Information given START
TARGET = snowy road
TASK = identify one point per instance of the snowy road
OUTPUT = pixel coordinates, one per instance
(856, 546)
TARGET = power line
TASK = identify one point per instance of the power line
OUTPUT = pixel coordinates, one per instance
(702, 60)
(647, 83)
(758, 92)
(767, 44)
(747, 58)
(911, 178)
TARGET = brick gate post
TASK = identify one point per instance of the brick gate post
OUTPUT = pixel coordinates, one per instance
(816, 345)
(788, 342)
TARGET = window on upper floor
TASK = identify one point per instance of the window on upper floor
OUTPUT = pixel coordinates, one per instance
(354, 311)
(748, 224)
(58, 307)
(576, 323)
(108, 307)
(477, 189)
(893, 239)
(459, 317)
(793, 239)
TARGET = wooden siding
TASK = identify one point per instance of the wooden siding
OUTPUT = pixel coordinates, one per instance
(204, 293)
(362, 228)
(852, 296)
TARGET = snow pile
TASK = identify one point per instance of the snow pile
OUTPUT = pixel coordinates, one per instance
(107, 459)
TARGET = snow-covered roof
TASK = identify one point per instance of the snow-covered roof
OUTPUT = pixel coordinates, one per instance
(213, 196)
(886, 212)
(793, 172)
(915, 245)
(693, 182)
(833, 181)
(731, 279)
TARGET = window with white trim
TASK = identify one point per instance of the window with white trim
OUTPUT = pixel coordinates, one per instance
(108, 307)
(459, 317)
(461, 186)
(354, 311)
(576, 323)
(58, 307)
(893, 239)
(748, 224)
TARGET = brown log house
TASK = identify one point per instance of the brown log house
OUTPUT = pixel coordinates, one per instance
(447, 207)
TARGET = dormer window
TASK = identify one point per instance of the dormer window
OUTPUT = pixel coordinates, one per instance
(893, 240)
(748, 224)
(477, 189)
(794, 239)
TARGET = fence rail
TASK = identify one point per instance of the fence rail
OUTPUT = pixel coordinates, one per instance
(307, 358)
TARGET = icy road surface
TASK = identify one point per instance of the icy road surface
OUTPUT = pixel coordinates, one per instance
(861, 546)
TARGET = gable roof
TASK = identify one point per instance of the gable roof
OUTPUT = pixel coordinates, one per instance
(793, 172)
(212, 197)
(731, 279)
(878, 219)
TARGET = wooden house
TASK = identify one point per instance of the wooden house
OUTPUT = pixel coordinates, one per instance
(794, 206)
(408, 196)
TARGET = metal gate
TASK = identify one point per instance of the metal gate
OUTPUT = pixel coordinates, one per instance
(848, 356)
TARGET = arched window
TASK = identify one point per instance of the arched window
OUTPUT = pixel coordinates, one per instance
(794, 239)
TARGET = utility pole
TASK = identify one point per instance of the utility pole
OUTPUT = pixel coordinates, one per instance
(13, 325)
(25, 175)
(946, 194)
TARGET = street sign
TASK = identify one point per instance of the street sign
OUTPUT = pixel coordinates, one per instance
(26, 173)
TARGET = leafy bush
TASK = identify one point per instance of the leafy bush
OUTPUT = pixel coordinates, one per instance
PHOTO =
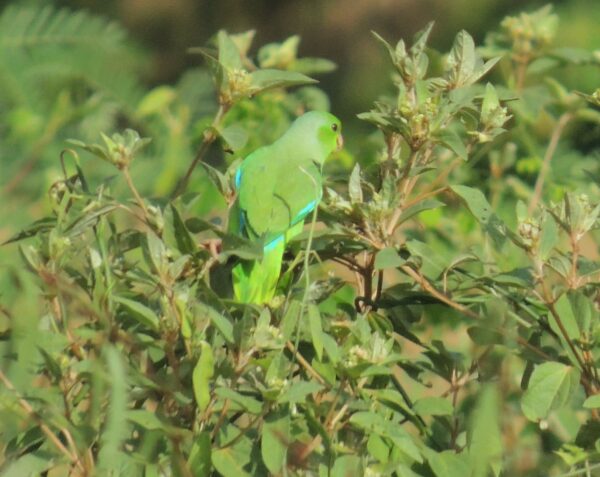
(440, 319)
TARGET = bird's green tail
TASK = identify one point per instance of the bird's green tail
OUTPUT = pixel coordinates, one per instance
(255, 282)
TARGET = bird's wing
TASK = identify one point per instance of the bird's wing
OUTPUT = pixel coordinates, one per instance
(277, 192)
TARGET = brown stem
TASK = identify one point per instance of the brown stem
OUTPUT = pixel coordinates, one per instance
(72, 456)
(209, 137)
(550, 150)
(428, 287)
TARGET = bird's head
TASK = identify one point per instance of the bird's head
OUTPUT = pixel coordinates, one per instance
(326, 130)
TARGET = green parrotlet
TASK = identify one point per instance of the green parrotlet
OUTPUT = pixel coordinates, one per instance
(278, 186)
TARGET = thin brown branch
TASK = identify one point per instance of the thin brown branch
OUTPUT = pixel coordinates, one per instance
(429, 288)
(550, 150)
(209, 137)
(305, 364)
(72, 456)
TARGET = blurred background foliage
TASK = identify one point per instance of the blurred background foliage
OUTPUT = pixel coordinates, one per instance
(130, 67)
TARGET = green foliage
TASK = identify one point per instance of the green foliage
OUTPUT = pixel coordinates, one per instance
(443, 319)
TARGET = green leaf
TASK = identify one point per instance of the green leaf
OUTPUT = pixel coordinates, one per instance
(222, 323)
(461, 60)
(374, 422)
(550, 387)
(275, 440)
(454, 142)
(139, 312)
(199, 461)
(354, 186)
(263, 80)
(433, 264)
(229, 55)
(202, 376)
(185, 242)
(156, 101)
(433, 406)
(485, 438)
(482, 211)
(316, 329)
(490, 103)
(567, 317)
(388, 258)
(549, 237)
(583, 309)
(592, 402)
(427, 204)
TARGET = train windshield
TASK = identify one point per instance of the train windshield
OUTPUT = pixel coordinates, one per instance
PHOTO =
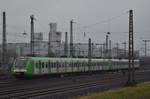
(20, 62)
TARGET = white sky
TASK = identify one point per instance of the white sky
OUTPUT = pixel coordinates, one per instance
(84, 13)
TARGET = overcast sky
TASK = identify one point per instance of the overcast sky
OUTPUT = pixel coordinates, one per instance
(84, 13)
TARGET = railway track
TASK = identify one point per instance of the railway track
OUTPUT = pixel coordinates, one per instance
(51, 85)
(56, 90)
(47, 90)
(65, 86)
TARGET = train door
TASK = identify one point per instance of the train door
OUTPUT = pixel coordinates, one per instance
(46, 69)
(42, 68)
(36, 68)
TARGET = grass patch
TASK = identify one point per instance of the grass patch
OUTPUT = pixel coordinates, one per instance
(141, 91)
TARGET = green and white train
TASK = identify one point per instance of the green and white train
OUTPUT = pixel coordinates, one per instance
(31, 66)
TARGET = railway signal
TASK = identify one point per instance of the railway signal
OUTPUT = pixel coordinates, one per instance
(32, 35)
(145, 41)
(131, 71)
(4, 49)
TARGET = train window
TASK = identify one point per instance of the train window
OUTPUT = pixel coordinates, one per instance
(37, 65)
(43, 65)
(40, 64)
(46, 64)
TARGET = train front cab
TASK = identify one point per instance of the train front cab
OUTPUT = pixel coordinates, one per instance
(19, 67)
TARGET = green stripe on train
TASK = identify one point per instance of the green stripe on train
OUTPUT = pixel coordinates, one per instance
(29, 68)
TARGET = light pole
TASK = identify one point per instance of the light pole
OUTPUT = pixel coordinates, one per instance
(106, 50)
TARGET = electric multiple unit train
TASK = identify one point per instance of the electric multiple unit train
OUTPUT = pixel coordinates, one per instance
(32, 66)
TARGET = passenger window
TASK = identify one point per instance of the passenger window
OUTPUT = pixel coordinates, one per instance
(37, 65)
(42, 65)
(46, 65)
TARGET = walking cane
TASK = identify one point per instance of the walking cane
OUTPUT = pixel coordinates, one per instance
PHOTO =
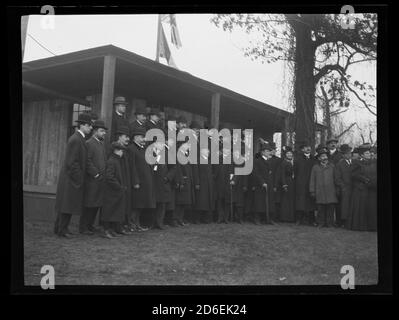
(231, 198)
(267, 206)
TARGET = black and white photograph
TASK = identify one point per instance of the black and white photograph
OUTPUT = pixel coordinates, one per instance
(201, 149)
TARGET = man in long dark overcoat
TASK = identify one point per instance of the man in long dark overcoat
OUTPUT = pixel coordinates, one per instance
(184, 182)
(142, 192)
(119, 116)
(263, 185)
(116, 192)
(94, 184)
(204, 195)
(70, 187)
(343, 179)
(304, 203)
Information given END
Nothing but the lines from the first line of the data through the line with "TASK = identify one point per instance of the snow pile" should be returned, exactly as they appear, both ends included.

TARGET = snowy road
TASK = identify one point per instance of the snowy road
OUTPUT = pixel coordinates, one per instance
(856, 546)
TARGET = power line
TASK = identify one point per instance of the power line
OUTPUT = pixel coordinates, one per instance
(702, 60)
(647, 83)
(758, 92)
(767, 44)
(747, 58)
(911, 178)
TARGET = brick gate post
TASK = identify one point per instance of the brick gate post
OUTPUT = pixel coordinates, one per instance
(816, 345)
(788, 342)
TARGET = window on upper floor
TASK = identify one point per instance of the window on upper floor
OUTPUT = pixel coordinates, one per instance
(354, 311)
(748, 224)
(58, 307)
(576, 323)
(108, 307)
(477, 189)
(893, 239)
(459, 317)
(793, 239)
TARGET = wooden siding
TASK = identify one point per instance of the wooden siding
OUTPUT = pixel coordinates, one per instance
(204, 293)
(362, 228)
(852, 296)
TARGET = snow pile
TASK = identify one point per instance of the snow pile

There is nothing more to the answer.